───── Text shown ─────
If a shareholder elects not to exercise the rights issued to him, or elects to sell or transfer those rights, the value of the common shares currently held by that shareholder may be diluted as a result of the exercise of the rights by others. The rights will be fully transferable by holders. A holder of a right will not, by virtue of such right, be a shareholder and will not have any of the rights of a shareholder.

 

Pursuant to a standby purchase agreement, Fairfax has agreed, subject to certain terms and conditions to purchase, at the subscription price, all of the common shares not otherwise purchased pursuant to the rights offering at the expiration time. In consideration of such commitment, Fairfax will be entitled to a $400,000 standby fee, representing 1 per cent of the total gross proceeds of the rights offering. The subscription price, which was determined by negotiation with Fairfax, shall be equal to the lesser of: (a) the volume-weighted average price of the common shares on the TSX for each of the trading days on which there was a closing price during the five trading days immediately preceding the date of filing of the final prospectus, less a discount of 20 per cent; and (b) the volume weighted average price of the common shares on the TSX for each of the trading days on which there was a closing price during the 40 trading days immediately preceding the date of filing of the final prospectus, less a discount of 20 per cent. The commitment of Fairfax is subject to certain customary conditions, including the completion of the reorganization of SFK Pulp into a corporation and the execution and delivery of definitive documentation with respect to the SGF loan and the asset-based revolving credit facility, as well as regulatory approvals.
─────
To do:
(1) Please translate this sentence from the rights offering text into Spanish: "The rights will be fully transferable by holders."
(2) According to the rights offering text, what standby fee is Fairfax entitled to in consideration of its commitment?
───── Information shown ─────
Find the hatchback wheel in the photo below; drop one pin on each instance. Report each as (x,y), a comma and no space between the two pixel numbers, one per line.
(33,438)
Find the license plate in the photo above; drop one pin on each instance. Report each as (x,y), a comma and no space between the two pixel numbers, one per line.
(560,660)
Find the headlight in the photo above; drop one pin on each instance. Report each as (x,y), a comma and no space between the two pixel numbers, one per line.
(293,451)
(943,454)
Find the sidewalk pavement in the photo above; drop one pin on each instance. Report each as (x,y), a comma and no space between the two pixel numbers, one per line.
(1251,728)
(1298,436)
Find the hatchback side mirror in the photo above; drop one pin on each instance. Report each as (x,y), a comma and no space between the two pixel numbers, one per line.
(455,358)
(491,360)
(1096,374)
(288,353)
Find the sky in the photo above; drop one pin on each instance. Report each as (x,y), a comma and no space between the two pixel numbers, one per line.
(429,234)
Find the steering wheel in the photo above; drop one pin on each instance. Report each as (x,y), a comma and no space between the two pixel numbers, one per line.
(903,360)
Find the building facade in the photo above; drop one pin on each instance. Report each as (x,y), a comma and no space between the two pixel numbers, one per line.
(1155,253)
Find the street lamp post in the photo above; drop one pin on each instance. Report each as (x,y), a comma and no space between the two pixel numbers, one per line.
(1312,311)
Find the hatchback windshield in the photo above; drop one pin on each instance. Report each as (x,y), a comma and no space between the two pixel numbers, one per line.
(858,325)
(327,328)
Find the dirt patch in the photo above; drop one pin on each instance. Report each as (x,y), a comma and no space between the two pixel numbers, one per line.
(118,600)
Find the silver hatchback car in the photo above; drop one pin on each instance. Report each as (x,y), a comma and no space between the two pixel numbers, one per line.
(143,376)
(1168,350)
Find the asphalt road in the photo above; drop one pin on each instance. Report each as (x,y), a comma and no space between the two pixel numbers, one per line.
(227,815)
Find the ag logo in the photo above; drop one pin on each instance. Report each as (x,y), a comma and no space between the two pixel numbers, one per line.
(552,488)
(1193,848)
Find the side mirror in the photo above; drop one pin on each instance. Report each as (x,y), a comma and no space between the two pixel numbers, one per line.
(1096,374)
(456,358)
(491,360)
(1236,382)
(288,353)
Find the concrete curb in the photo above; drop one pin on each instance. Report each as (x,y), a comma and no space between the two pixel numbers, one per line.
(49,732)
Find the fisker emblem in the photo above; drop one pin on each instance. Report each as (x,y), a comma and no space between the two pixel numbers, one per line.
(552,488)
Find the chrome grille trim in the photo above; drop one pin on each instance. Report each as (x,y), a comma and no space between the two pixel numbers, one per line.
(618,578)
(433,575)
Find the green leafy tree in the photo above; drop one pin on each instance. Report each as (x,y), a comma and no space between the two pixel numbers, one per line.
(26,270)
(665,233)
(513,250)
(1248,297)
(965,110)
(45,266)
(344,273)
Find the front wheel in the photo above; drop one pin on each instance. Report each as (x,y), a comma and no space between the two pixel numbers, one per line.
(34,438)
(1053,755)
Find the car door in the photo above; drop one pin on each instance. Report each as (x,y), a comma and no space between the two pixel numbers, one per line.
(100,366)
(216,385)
─────
The replies:
(1) Los derechos serán totalmente transferibles por sus titulares.

(2) A $400,000 standby fee, representing 1 per cent of the total gross proceeds of the rights offering.